_WHAT IS REQUIRED_. Copy every item below word for word, leaving out the pictures.

_EXERCISE MATERIAL_.
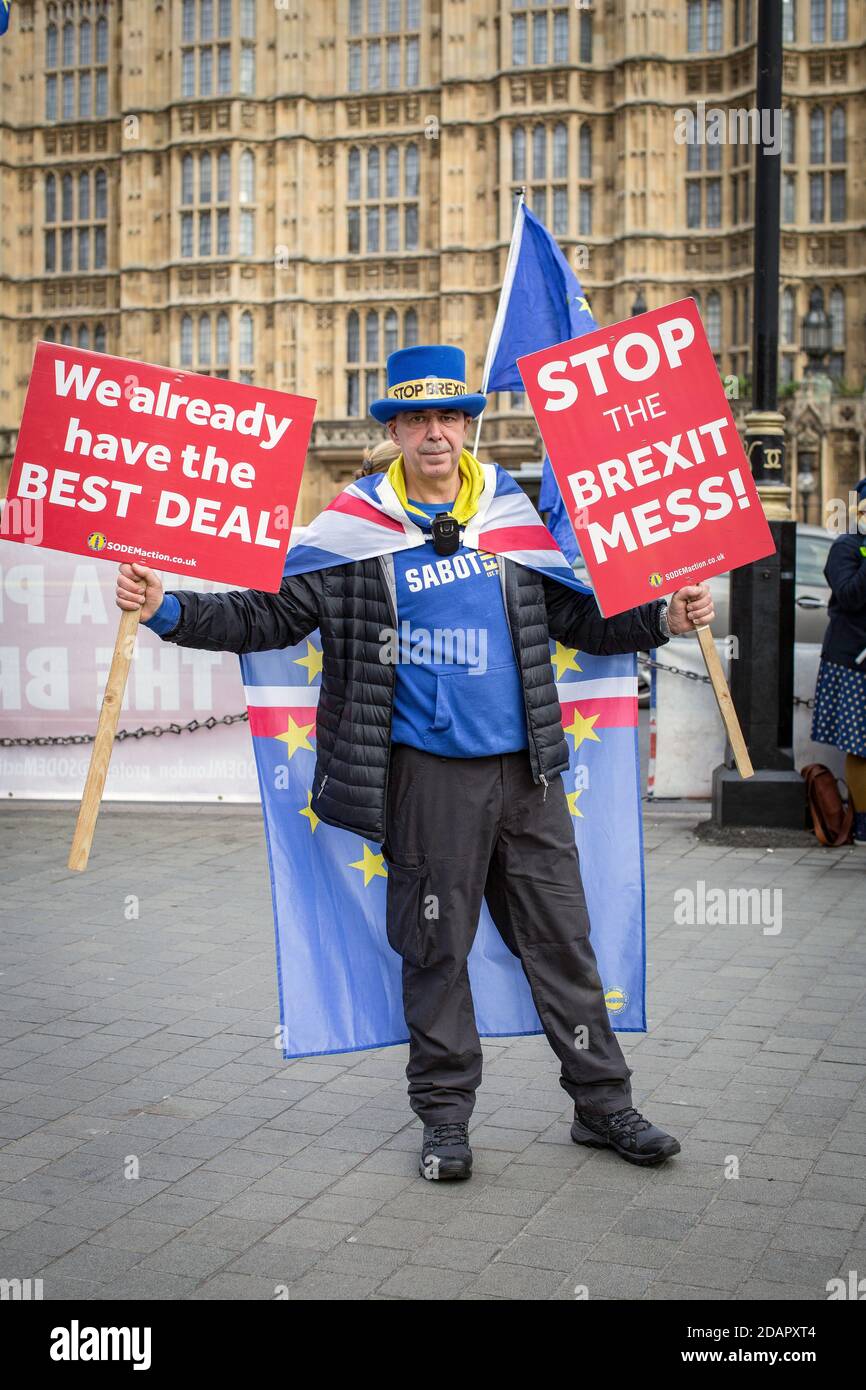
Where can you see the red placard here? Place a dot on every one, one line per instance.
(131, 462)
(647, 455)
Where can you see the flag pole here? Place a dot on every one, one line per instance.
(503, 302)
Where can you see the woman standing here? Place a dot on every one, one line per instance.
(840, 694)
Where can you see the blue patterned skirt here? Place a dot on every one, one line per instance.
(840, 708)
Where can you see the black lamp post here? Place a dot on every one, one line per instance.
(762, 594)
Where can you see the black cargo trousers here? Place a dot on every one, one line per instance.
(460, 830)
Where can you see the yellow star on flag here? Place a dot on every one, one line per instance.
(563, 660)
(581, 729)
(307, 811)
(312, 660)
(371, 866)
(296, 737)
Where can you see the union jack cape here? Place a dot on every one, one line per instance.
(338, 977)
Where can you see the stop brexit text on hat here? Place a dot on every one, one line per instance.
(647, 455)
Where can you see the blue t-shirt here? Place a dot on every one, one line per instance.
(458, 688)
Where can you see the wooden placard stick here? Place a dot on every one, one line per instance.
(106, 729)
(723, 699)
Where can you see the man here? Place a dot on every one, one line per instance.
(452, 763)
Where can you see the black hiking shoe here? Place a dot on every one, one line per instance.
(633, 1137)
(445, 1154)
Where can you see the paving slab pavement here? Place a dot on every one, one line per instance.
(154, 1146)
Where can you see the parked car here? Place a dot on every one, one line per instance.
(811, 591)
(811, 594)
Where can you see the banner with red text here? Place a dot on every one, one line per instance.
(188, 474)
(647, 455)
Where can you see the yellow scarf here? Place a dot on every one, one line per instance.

_CORRECT RESULT_.
Where can you see the red placard here? Place a dot on every one, one line per instance.
(131, 462)
(647, 455)
Where can you see the flag pole here? Place a dot on every one, one line per instance.
(503, 302)
Where can you see the woman standing here? Place a dot on every one, one line per instance.
(840, 694)
Where can you see the blue patterned skirt here? Place a dot on every one, one line per instance.
(840, 708)
Where can you see the black lamp post here? Place a dot on every one, one line per instance.
(762, 594)
Where can you see the black cargo trousers here? Place a dot on every one, one line per instance.
(460, 830)
Where can you see the yellow star on flag here? Place a dot on every one, one line per instance.
(563, 660)
(581, 729)
(307, 811)
(312, 660)
(371, 866)
(296, 737)
Where can you see the union jack cape here? Place a dot on every one, one line per instance.
(338, 977)
Where can you see the stop brexit text on hat here? Place a dot on every one, one line per instance.
(647, 455)
Where can you see the blue t-shirt here? Place a dot on every one, one line per instance.
(458, 688)
Where can you see the wooden placard stick here? Place a dot on every one, one line per instance.
(106, 729)
(723, 699)
Where can you see the man here? Place a dot on every one, one line per instance.
(452, 763)
Where can you see the black hiking shoe here? Place a dot on every one, one line per instance.
(633, 1137)
(445, 1154)
Where can you see the paving slab pavement here? Place a dot on every one, one line per instance.
(154, 1146)
Where can you see the parked car here? Place a dot on every one, one line per instance.
(811, 591)
(811, 594)
Where can you see the banner with red text here? Place a dot on every one, one line per instance.
(188, 474)
(647, 455)
Where can you see the yellow scarf here? Place a dot on every one, one line per instance.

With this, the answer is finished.